__READING TEXT__.

+++++

How Journaling Can Unlock Your Thoughts and Transform Your Life
Joan Didion said, “I write entirely to find out what I'm thinking, what I'm looking at, what I see and what it means. What I want and what I fear.” Interestingly, an author with such massive success doesn’t say anything about her audience as a motivation for writing. She wrote to get at what was in her head. And in doing so, she touched millions of lives (and admittedly, helped me gain perspective during a particularly trying time in my life). I’ve been journaling daily-ish, more days per week than not, for years. I picked up the habit when I started getting coached, and my coach offered it as a tool to see what was happening in my head. Since most of the 60,000 thoughts we have daily are unconscious, it was essential to get into those unconscious thoughts: just because they weren’t front of mind didn’t mean they weren’t affecting my life.
Today, my journaling had a decidedly nostalgic bend. I was reminiscing about my time in fellowship and wrote about how easy it all was. Work was hard, but it had a pace such that I couldn’t lament too long about how difficult it was. Everything outside of work was glorious. I lived in a great city. I got into the best physical shape of my life. I had amazing friends, like, “Yes, I’ll help you drag a body across the floor, I’ll bring the tarp” friends. The three years had the energy of my whole life being in front of me. I felt myself getting sad and missing those times.
I kept writing, though, and realized that I was romanticizing it. First, I was in an extended adolescence with no actual responsibility. It didn’t feel like that at the time; learning how to care for critically ill children felt like the most immense responsibility in the world. My actual responsibility was just to learn, and the responsibility for the patients’ outcomes rested solely on my attendings’ shoulders. For all lovely learners reading this, don’t let that discourage you. I took my learning seriously because I felt so much responsibility for my patients. Secondly, I was broke and in a ton of debt. Like, “using one credit card to pay the minimum payment on another credit card” debt. Lastly, during my fellowship, I was in a string of ridiculous relationships that were frivolous at best and self-destructive at worst. I didn’t think too hard about what I wrote next; it just came out. Work is hard, but I have so much agency over it. Now, when my patients get better, I play a massive part in it. When they don’t do well, I’m part of a vast community supporting each other so we can carry on. The feeling of getting out of that credit card debt with my attending-level paychecks was almost euphoric. I found my partner two years into my faculty position. He’s 100% my person and would help me dispose of a body if I needed him to (the plan is, obviously, to never need him to). I live in another great city. I have the resources and knowledge to get into the best shape of my life if I wanted to. I’m currently dabbling in that last one. Maybe it will be my next journaling topic.

+++++

__Collection entries__.
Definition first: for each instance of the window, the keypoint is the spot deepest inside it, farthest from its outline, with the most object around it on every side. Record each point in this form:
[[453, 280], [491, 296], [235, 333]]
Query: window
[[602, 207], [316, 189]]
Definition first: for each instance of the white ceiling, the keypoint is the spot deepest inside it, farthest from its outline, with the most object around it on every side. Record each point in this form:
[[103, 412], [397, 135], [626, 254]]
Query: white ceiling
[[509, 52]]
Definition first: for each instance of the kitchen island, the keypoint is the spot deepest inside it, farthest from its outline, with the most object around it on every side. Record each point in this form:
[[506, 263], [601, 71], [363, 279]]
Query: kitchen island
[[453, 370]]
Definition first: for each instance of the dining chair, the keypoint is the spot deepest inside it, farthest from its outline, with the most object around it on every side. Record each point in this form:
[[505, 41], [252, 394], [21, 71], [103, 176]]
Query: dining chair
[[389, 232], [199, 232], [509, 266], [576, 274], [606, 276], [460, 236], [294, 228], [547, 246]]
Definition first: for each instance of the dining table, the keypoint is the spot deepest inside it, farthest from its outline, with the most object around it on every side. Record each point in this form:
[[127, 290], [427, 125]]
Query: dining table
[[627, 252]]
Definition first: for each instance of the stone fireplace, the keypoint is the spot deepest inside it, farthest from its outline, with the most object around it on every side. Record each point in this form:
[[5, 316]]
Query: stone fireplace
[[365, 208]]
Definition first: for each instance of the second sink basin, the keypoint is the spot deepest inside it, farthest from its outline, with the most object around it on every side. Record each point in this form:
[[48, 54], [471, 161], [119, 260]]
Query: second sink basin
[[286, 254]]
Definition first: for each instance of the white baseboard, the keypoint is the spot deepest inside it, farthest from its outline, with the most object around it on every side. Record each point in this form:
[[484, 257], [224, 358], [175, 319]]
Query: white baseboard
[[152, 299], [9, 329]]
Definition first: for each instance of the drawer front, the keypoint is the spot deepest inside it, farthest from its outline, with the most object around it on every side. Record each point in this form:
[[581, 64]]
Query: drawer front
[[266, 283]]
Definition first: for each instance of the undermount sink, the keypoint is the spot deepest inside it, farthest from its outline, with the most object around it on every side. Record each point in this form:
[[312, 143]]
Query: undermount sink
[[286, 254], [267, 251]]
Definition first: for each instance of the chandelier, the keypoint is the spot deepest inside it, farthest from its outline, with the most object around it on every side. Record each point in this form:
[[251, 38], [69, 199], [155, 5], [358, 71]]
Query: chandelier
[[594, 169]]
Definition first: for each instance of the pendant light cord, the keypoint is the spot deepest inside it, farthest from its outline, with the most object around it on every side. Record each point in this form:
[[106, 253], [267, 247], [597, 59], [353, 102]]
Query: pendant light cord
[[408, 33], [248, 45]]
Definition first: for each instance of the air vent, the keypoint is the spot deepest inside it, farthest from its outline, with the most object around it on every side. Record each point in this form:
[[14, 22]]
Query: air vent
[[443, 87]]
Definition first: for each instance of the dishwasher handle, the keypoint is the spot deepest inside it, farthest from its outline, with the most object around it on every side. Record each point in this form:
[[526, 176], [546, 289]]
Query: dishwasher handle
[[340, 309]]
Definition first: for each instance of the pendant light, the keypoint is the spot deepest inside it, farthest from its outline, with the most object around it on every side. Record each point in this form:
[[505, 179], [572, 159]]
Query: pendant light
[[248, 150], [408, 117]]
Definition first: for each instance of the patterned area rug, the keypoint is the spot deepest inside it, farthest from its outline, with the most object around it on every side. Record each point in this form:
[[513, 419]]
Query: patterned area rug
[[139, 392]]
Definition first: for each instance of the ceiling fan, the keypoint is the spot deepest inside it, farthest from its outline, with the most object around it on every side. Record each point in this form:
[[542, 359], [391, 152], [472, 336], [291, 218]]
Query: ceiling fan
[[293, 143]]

+++++

__ACTIVITY__.
Continue the journaling essay, starting right after its last sentence. The data has no connection to the journaling essay.

__TASK ANSWER__.
Here’s the point. If I let my mind wander and reminisce about my fellowship without journaling, I might never have realized that I was cherry-picking my memories. My pen moves slower than my brain, so writing slows everything down and allows me to roll the thoughts around and examine their nuance instead of thinking a thought and then *whoosh* it’s onto the next. And as much as I hate to admit it (and am trying to fight against it), my attention span seems to be getting shorter, just like everybody else’s. If I had just thought about my time in fellowship, I would’ve gotten distracted by something and never seen any of these thoughts to their ends. Just thinking about my fellowship would have left me sad, upset about losing that time, and unsatisfied with my current life. My brain would’ve gotten me into a rotten mindset. But with a bit more deliberate action, I relived those memories while ending up grateful for what I have now.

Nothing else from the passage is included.